* GOAL OF THE EXERCISE *
Select each line of the material below that contains the string "window", and copy those lines.

* Named-object pointing records *
=======

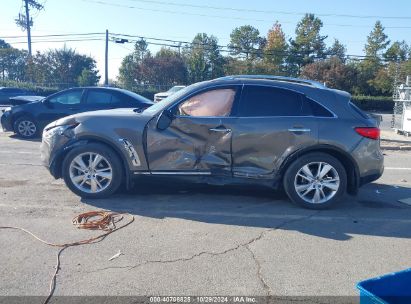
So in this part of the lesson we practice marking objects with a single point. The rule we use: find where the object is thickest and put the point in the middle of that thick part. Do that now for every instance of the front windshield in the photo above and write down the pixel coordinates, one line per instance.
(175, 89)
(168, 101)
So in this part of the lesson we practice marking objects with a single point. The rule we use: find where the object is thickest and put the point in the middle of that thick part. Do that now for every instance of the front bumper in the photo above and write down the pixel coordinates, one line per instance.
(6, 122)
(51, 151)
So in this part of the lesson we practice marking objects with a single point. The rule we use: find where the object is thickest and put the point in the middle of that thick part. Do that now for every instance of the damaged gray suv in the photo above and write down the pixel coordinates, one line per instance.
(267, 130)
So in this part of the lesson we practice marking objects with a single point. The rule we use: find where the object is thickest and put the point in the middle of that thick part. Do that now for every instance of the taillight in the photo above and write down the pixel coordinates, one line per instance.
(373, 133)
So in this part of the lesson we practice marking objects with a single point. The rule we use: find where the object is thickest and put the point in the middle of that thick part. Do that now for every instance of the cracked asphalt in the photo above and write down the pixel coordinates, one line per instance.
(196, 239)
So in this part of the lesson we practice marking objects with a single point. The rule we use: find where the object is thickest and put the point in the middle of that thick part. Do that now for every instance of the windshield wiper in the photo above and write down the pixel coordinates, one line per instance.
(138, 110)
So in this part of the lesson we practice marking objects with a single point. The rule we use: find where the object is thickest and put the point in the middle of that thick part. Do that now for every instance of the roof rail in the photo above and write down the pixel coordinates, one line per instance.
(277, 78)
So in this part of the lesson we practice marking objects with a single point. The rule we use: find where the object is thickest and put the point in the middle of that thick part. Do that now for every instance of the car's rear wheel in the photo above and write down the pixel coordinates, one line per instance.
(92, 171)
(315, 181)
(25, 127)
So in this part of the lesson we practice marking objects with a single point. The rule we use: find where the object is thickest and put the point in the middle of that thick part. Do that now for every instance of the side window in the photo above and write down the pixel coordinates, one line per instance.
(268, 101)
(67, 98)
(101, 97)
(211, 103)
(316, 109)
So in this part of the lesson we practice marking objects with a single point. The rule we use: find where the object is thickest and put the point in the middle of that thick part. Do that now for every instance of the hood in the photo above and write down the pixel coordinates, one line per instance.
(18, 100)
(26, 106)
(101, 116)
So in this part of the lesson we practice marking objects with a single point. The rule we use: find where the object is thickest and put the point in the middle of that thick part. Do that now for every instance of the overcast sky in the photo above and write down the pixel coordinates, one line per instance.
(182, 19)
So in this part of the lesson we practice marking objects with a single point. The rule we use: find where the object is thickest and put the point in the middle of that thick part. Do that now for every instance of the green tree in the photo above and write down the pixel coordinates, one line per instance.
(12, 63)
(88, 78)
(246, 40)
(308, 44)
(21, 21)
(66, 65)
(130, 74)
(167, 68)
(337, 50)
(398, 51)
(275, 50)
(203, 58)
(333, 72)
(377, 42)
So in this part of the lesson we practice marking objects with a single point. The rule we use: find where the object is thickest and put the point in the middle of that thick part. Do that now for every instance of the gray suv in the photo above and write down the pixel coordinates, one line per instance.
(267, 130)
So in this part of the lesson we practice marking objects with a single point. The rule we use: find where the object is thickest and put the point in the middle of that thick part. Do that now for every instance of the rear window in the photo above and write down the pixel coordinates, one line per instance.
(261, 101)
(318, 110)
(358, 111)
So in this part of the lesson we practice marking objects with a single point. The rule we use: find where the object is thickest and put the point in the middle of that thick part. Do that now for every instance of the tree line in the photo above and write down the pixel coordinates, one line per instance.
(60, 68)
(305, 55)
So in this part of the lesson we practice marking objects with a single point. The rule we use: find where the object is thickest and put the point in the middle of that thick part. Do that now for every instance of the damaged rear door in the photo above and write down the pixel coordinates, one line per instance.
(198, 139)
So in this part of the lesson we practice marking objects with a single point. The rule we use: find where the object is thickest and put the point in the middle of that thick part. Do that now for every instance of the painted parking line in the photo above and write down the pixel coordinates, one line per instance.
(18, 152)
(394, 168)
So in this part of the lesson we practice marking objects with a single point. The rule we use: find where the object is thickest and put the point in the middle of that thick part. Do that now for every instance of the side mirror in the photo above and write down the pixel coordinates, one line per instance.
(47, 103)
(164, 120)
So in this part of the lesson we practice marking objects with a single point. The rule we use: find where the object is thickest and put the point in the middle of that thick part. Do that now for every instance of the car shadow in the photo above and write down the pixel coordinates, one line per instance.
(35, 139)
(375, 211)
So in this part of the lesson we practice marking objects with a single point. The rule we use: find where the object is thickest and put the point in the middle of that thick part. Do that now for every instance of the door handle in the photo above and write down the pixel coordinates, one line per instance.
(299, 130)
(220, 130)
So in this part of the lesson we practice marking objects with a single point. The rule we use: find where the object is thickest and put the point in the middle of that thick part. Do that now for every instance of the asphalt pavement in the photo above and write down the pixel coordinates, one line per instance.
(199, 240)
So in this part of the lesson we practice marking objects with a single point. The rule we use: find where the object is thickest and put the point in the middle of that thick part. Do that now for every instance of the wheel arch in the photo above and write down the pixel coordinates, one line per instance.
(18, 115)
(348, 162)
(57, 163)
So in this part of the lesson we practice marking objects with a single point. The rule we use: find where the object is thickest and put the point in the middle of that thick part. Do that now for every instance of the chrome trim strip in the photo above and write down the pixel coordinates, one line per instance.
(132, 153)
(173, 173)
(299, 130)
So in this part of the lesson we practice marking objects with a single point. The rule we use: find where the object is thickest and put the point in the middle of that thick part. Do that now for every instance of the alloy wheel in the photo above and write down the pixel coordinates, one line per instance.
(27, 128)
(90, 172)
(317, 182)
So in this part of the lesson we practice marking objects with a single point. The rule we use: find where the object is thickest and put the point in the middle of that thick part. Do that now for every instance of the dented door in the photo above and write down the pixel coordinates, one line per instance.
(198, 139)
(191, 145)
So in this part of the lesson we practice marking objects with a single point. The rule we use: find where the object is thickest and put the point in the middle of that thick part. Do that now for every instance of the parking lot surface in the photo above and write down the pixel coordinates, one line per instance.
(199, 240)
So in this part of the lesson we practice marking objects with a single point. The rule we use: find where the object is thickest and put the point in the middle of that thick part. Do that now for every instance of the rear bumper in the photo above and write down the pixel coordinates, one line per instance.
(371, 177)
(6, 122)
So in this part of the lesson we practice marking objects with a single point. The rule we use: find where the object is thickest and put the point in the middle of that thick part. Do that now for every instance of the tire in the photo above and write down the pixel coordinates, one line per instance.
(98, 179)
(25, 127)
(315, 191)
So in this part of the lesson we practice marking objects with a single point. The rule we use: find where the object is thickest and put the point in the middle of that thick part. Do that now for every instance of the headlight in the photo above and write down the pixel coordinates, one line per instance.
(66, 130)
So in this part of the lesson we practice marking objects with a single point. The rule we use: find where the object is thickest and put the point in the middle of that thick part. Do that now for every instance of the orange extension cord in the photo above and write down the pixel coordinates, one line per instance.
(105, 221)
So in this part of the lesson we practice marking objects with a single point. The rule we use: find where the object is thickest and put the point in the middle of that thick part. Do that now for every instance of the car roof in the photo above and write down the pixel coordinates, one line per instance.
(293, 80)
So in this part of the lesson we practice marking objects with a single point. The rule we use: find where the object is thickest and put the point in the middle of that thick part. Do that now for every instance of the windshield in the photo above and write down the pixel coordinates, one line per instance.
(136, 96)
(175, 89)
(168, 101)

=======

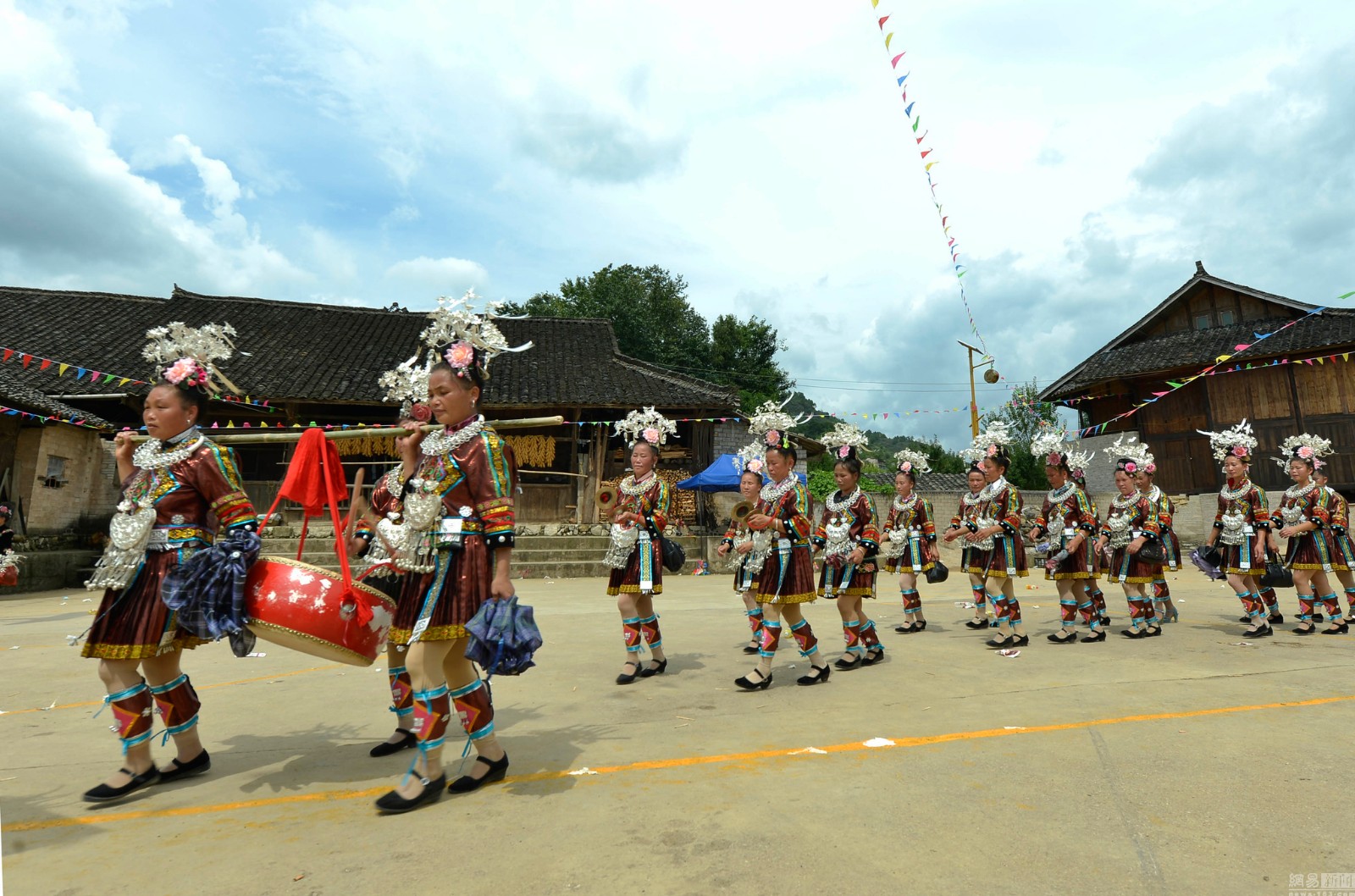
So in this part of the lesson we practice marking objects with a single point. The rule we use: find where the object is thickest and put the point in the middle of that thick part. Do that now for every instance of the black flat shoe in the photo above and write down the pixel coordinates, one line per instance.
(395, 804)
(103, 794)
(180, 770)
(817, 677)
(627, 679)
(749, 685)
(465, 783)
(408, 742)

=======

* EXERCISE OUTPUT *
So in this part of the lesson we practice marking objects with a single point. The rule we use: find where the object is thickest and put the point in the middle of that thick part. Do that now for every instance of the side window in the photo above and write down the pixel coordinates, one line per instance.
So in this part of the lesson we practice marking objects with a single point. The rule we use: find where the object is thickest and put the point in the middle of that thick part. Do that now for every instance of the rear window in the photo above and write down the pixel coordinates, one line per instance.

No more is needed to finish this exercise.